TASKS
a. List every Supreme Court justice named in the passage on the raisin case.
b. Repeat word for word the part of the passage on the raisin case starting at "She called the" and ending at "of price supports.".

SUPPLIED PASSAGE

The court's decision in Horne v. Dept. of Agriculture could threaten schemes that require farmers to turn their crops over to the government in exchange for the promise of greater price stability. However, as Justice Sonia Sotomayor noted in dissent, the government can still regulate production by enforcing quotas that prohibit farmers from selling their crop to anyone.

She called the majority opinion "baffling." Justice Stephen Breyer, joined by Ruth Bader Ginsburg and Elena Kagan, agreed that the seizure was a taking requiring compensation, but argued for sending the case back to the Ninth Circuit Court of Appeals to determine how much the plaintiffs  were owed after taking into account the value of price supports.

The case involved the Horne family of California, who refused to turn over their raisin crop in 2002 to a Raisin Administrative Committee formed under the Agricultural Marketing Agreement Act of 1937. The committee holds excess raisins and sells them in non-competitive markets or gives them away, distributing net proceeds later to the farmers. For defying the government, the Hornes were ordered to hand over the $480,000 market value of the raisins plus a $200,000 fine. The Ninth Circuit Court of Appeals upheld the penalties, after first rejecting the case entirely and being ordered by the Supreme Court in 2013 to take it up again.

This time, the Supreme Court relieved the Hornes of all charges, which was "significant enough," said John O'Quinn, a partner with Kirkland & Ellis who represented the raisin farmers. But the majority made two important holdings that could reverberate beyond the world of raisins, he added. One, that personal property can be the subject of an unconstitutional taking under the Fifth Amendment. And second, that the government can't demand tangible property from people simply for the privilege of engaging in commerce.

"The right to pursue your livelihood and engage in traditional forms of commerce is not a government benefit,” for which the government can demand property in return, O'Quinn told me.

Rows from a box-labeling dataset
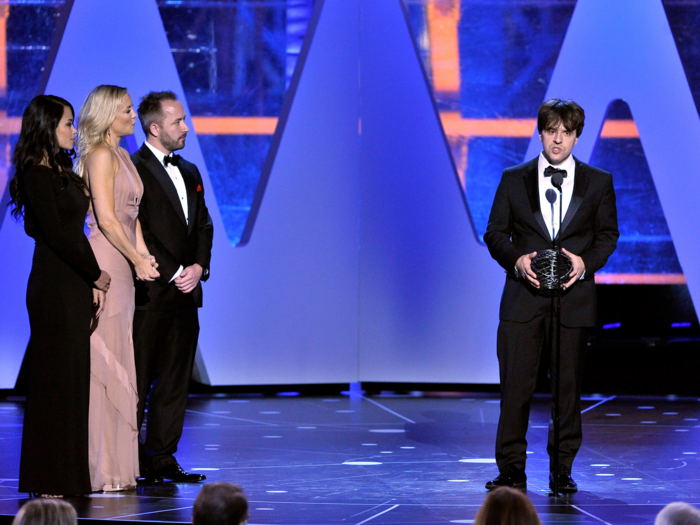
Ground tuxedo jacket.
[131,144,214,310]
[484,157,620,328]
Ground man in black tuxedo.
[131,91,214,482]
[484,99,620,493]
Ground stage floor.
[0,393,700,525]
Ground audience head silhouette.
[474,487,542,525]
[12,499,78,525]
[654,501,700,525]
[192,482,248,525]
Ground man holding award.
[484,99,620,493]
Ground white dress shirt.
[537,153,576,239]
[145,141,190,282]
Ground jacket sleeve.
[579,176,620,280]
[484,173,523,275]
[22,168,101,283]
[194,166,214,281]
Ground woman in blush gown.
[78,86,159,491]
[10,95,109,497]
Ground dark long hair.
[8,95,88,221]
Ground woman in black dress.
[10,95,110,496]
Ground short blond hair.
[474,487,542,525]
[12,499,78,525]
[75,85,126,178]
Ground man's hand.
[561,248,586,290]
[173,263,204,293]
[515,252,540,288]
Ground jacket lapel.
[561,157,588,236]
[524,159,551,241]
[178,162,197,233]
[140,144,187,224]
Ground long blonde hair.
[75,85,126,178]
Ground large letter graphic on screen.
[527,0,700,309]
[49,0,359,384]
[0,0,359,387]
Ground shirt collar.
[537,152,576,178]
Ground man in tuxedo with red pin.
[131,91,214,483]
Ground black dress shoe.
[486,466,527,490]
[549,465,578,494]
[153,463,207,483]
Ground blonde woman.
[77,86,159,491]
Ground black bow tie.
[163,155,182,168]
[544,166,566,177]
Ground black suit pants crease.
[134,304,199,470]
[496,301,590,472]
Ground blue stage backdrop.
[404,0,700,290]
[0,0,700,388]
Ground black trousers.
[496,301,590,472]
[134,305,199,470]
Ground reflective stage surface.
[0,394,700,525]
[0,393,700,525]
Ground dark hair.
[192,482,248,525]
[8,95,87,221]
[474,487,542,525]
[138,91,177,138]
[12,499,78,525]
[537,98,586,138]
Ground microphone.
[552,172,564,191]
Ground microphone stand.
[550,173,564,497]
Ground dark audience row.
[12,482,700,525]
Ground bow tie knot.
[544,166,566,178]
[163,155,182,168]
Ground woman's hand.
[141,253,158,268]
[93,270,112,292]
[134,255,160,281]
[92,288,107,319]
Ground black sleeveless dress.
[19,166,100,495]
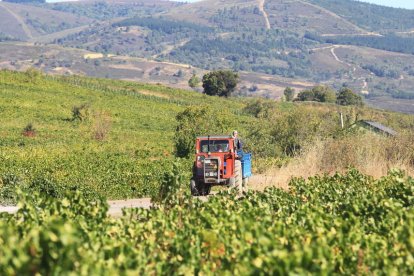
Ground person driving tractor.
[232,130,243,150]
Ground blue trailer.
[237,150,253,185]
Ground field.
[0,71,252,202]
[0,171,414,275]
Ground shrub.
[203,70,239,97]
[296,85,336,103]
[336,87,364,106]
[92,111,112,141]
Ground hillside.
[0,70,414,202]
[0,0,414,113]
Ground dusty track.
[257,0,270,30]
[0,2,33,39]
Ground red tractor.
[190,136,252,196]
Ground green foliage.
[283,87,295,102]
[296,85,336,103]
[0,71,254,204]
[244,99,277,118]
[203,70,239,97]
[188,74,201,89]
[174,106,232,157]
[0,170,414,275]
[336,87,364,106]
[310,0,414,32]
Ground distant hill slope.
[166,0,365,34]
[0,2,93,40]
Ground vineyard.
[0,170,414,275]
[0,71,254,204]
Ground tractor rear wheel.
[234,160,243,194]
[201,184,211,196]
[190,179,200,196]
[243,177,249,192]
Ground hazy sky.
[177,0,414,9]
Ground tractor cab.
[190,135,251,196]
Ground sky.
[47,0,414,9]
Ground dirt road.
[0,175,276,217]
[258,0,271,30]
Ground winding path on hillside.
[0,2,33,39]
[257,0,270,30]
[313,45,369,92]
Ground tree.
[297,85,336,103]
[174,106,232,158]
[336,87,364,106]
[203,70,239,97]
[188,74,200,89]
[284,87,295,102]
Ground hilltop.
[0,70,414,201]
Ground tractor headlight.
[197,155,206,162]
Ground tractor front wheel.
[190,179,200,196]
[233,160,243,194]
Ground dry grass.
[251,134,414,190]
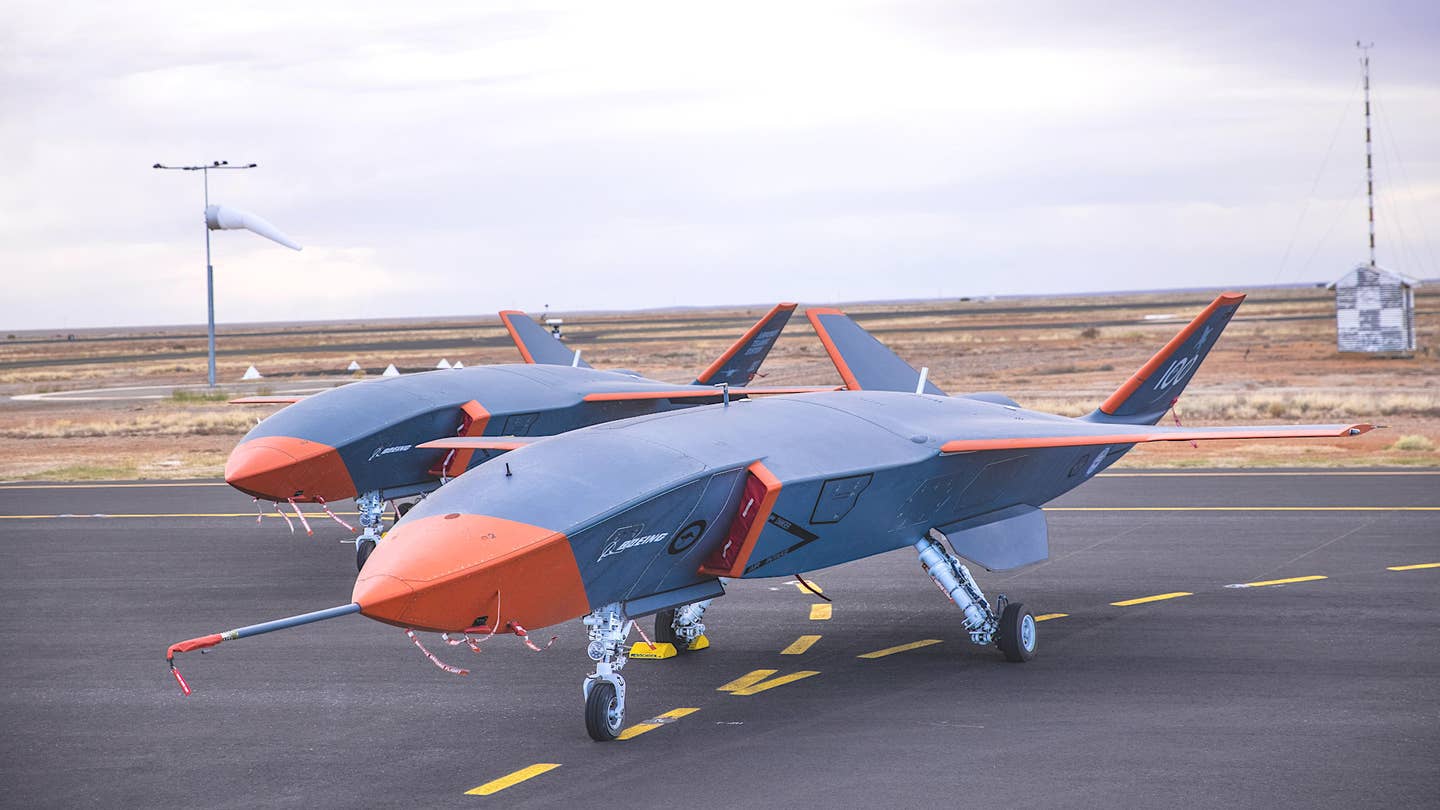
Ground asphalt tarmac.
[0,471,1440,809]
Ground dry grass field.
[0,287,1440,480]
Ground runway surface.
[0,471,1440,807]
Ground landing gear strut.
[356,490,384,571]
[914,529,1038,662]
[655,600,714,656]
[583,604,635,742]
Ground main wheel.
[655,608,690,656]
[356,540,374,571]
[995,602,1038,663]
[585,680,625,742]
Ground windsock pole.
[166,602,360,695]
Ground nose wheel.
[356,539,374,571]
[585,680,625,742]
[995,602,1038,663]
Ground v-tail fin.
[1086,293,1246,425]
[805,307,945,396]
[693,304,795,386]
[500,310,590,369]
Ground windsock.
[204,205,301,251]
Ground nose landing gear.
[583,604,635,742]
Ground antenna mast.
[1355,39,1375,267]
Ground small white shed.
[1329,264,1420,352]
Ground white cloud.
[0,3,1440,329]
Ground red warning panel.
[700,461,780,577]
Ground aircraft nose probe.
[166,601,559,696]
[166,602,360,695]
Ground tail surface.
[500,310,590,369]
[805,307,945,396]
[693,304,795,388]
[1086,293,1246,425]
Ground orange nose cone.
[351,515,590,631]
[225,435,356,500]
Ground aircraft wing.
[500,310,590,369]
[940,422,1375,453]
[585,385,838,402]
[805,307,945,396]
[230,393,307,405]
[415,435,543,450]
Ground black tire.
[585,680,625,742]
[995,602,1040,663]
[356,540,374,571]
[655,608,690,656]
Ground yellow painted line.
[615,709,700,739]
[1243,575,1329,588]
[1043,506,1440,512]
[730,669,819,695]
[465,762,560,796]
[780,636,819,656]
[855,638,940,659]
[1385,562,1440,571]
[716,669,779,692]
[1110,591,1195,607]
[0,481,230,490]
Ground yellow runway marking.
[1110,591,1195,607]
[1241,575,1329,588]
[780,636,819,656]
[615,709,700,739]
[716,669,779,692]
[730,669,819,695]
[1385,562,1440,571]
[855,638,940,659]
[1043,506,1440,512]
[465,762,560,796]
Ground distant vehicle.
[225,304,829,566]
[167,294,1371,741]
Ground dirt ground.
[0,287,1440,480]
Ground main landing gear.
[914,529,1038,663]
[655,600,714,656]
[356,490,384,571]
[583,602,635,742]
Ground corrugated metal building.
[1331,264,1420,352]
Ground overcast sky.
[0,0,1440,329]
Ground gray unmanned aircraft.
[167,294,1371,741]
[225,304,835,568]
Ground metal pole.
[200,169,215,388]
[153,160,256,388]
[1355,40,1375,267]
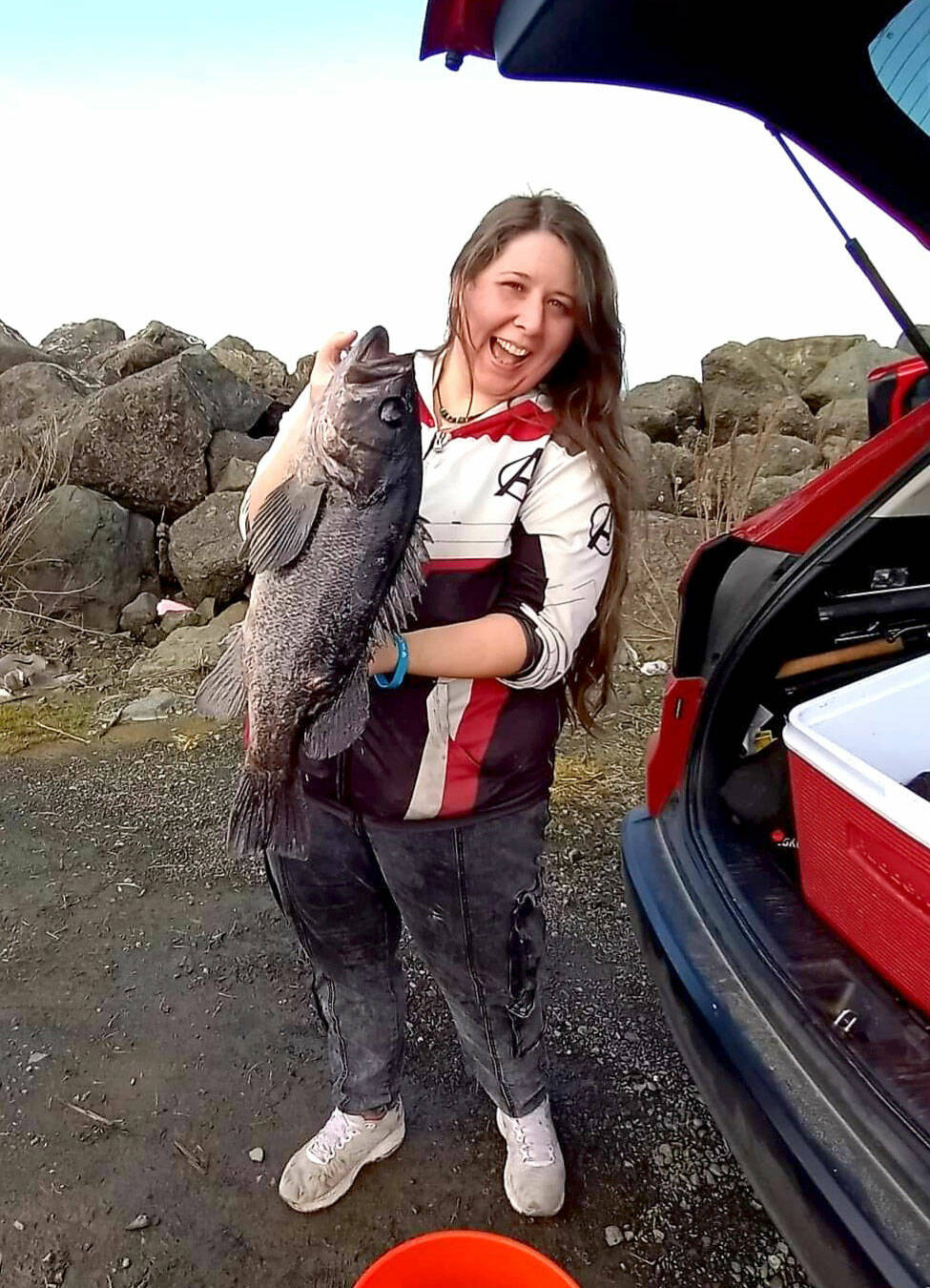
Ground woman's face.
[461,231,578,402]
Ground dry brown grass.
[0,416,69,628]
[694,420,775,541]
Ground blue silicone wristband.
[375,635,409,689]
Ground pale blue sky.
[0,0,930,384]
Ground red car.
[423,0,930,1288]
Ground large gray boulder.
[81,322,203,385]
[0,362,95,489]
[0,361,100,429]
[624,376,703,443]
[216,456,258,492]
[701,342,793,443]
[40,318,126,367]
[17,483,157,632]
[801,340,908,411]
[129,600,249,680]
[206,429,275,492]
[207,335,293,404]
[624,426,651,510]
[71,350,268,522]
[169,492,249,604]
[820,434,861,465]
[750,335,865,394]
[758,394,816,443]
[814,398,868,443]
[0,322,49,375]
[646,443,694,514]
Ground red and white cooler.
[784,655,930,1012]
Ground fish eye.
[378,398,403,426]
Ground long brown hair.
[439,192,631,732]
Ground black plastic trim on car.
[621,809,930,1288]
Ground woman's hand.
[310,331,358,404]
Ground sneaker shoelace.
[510,1111,555,1167]
[306,1109,361,1163]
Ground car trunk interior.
[679,497,930,1148]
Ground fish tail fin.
[227,765,312,859]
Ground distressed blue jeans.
[267,801,548,1116]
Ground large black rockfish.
[196,327,425,857]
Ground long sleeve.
[495,438,613,689]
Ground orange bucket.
[356,1230,578,1288]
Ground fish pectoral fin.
[304,658,368,760]
[372,519,427,645]
[242,477,326,574]
[194,626,246,720]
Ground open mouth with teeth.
[488,335,529,367]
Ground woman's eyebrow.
[501,268,576,304]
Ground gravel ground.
[0,696,806,1288]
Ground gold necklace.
[439,404,485,426]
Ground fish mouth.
[345,326,412,385]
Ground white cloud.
[0,59,930,383]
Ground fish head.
[323,326,420,496]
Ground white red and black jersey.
[242,353,613,821]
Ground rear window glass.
[868,0,930,134]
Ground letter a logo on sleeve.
[588,501,613,555]
[495,447,543,501]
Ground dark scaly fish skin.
[205,327,424,855]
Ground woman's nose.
[514,295,544,335]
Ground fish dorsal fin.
[194,626,246,720]
[242,475,326,574]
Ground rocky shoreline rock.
[0,318,908,652]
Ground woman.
[243,195,628,1215]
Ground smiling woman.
[243,195,628,1215]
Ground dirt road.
[0,700,805,1288]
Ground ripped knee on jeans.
[507,877,547,1056]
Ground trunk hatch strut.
[765,121,930,369]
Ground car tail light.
[868,358,930,437]
[646,675,705,816]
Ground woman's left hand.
[368,640,398,675]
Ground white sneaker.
[279,1099,404,1212]
[497,1097,566,1215]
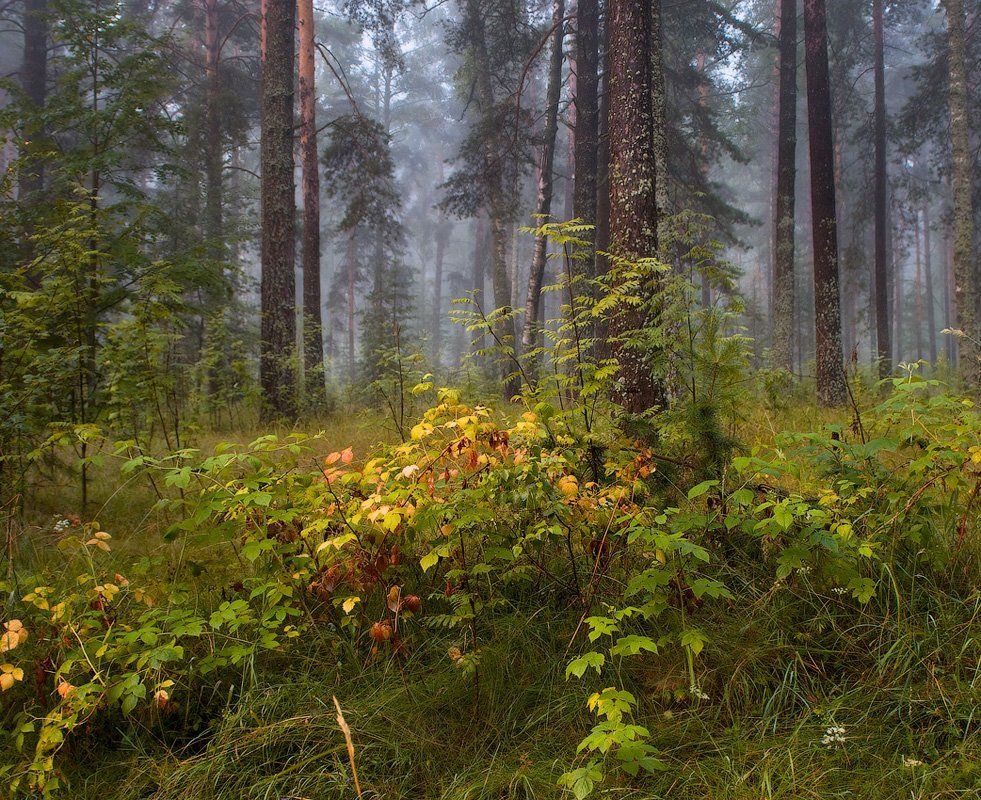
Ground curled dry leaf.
[371,622,392,644]
[385,586,402,614]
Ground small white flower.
[821,725,845,750]
[688,683,709,700]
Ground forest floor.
[7,396,981,800]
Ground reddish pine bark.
[297,0,324,390]
[923,202,937,364]
[773,0,797,370]
[608,0,665,414]
[201,0,224,253]
[17,0,48,199]
[872,0,892,377]
[259,0,296,416]
[573,0,599,262]
[804,0,847,406]
[942,0,981,390]
[521,0,565,373]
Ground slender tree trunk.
[521,0,565,376]
[433,211,450,367]
[804,0,846,406]
[298,0,324,392]
[872,0,892,378]
[259,0,296,415]
[573,0,599,277]
[886,220,905,364]
[345,231,358,383]
[201,0,224,255]
[695,51,712,308]
[595,6,610,278]
[17,0,48,200]
[944,222,957,367]
[648,0,671,250]
[942,0,981,390]
[608,0,665,414]
[466,0,521,400]
[923,200,937,366]
[773,0,797,370]
[913,211,923,361]
[470,216,490,360]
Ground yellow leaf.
[341,597,361,614]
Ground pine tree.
[804,0,846,406]
[259,0,296,416]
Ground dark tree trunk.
[297,0,324,391]
[886,212,905,364]
[942,0,981,390]
[913,211,923,361]
[872,0,892,377]
[573,0,599,268]
[923,201,937,366]
[521,0,565,372]
[695,51,712,308]
[345,231,358,383]
[259,0,296,415]
[433,211,450,368]
[648,0,670,248]
[804,0,847,406]
[470,211,491,350]
[594,7,608,278]
[466,0,521,400]
[201,0,224,253]
[608,0,665,414]
[773,0,797,370]
[17,0,48,200]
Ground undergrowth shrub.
[0,222,981,798]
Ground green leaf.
[565,651,606,680]
[688,481,719,500]
[847,577,875,603]
[610,635,657,656]
[681,628,708,656]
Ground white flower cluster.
[688,683,709,700]
[821,725,845,750]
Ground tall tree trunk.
[923,200,937,366]
[470,216,490,360]
[432,210,450,368]
[872,0,892,378]
[17,0,48,200]
[594,7,610,276]
[695,50,712,308]
[521,0,565,372]
[466,0,521,400]
[259,0,296,415]
[773,0,797,370]
[913,211,923,361]
[298,0,324,391]
[608,0,665,414]
[648,0,671,252]
[944,222,957,367]
[573,0,599,266]
[201,0,224,253]
[942,0,981,390]
[804,0,846,406]
[345,231,358,383]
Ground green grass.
[7,406,981,800]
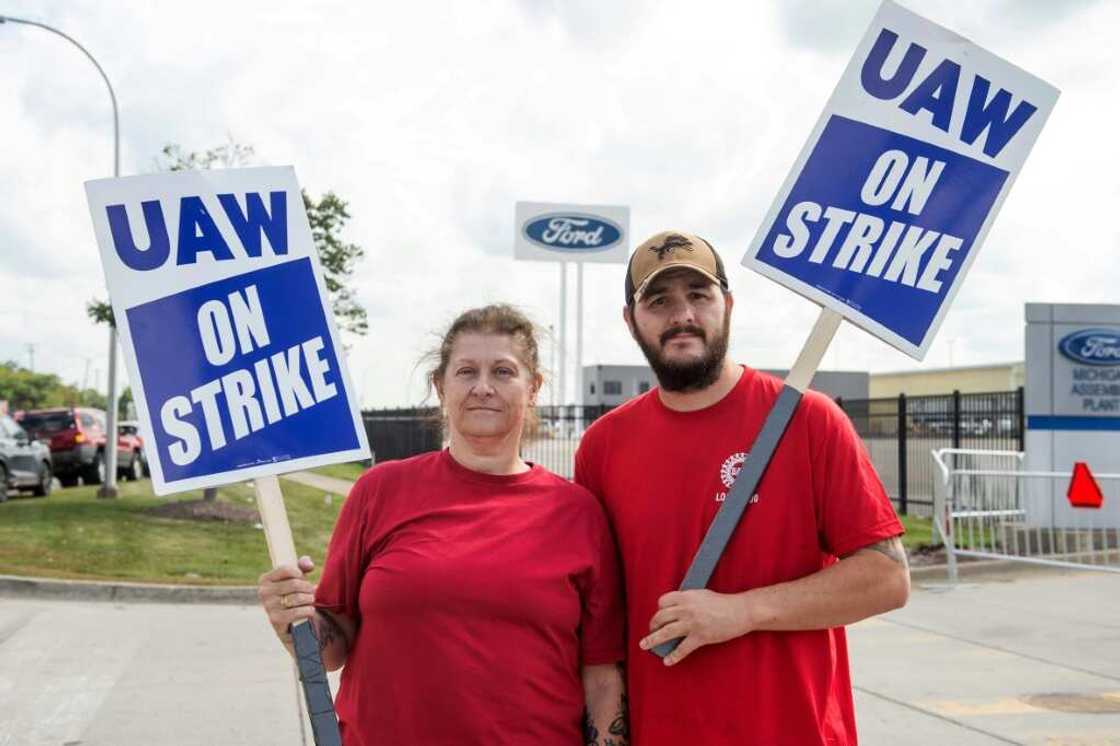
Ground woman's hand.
[256,557,315,652]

RESPONSE LIST
a. Sonia Sotomayor, Stephen Breyer, Ruth Bader Ginsburg, Elena Kagan

b.
She called the majority opinion "baffling." Justice Stephen Breyer, joined by Ruth Bader Ginsburg and Elena Kagan, agreed that the seizure was a taking requiring compensation, but argued for sending the case back to the Ninth Circuit Court of Appeals to determine how much the plaintiffs  were owed after taking into account the value of price supports.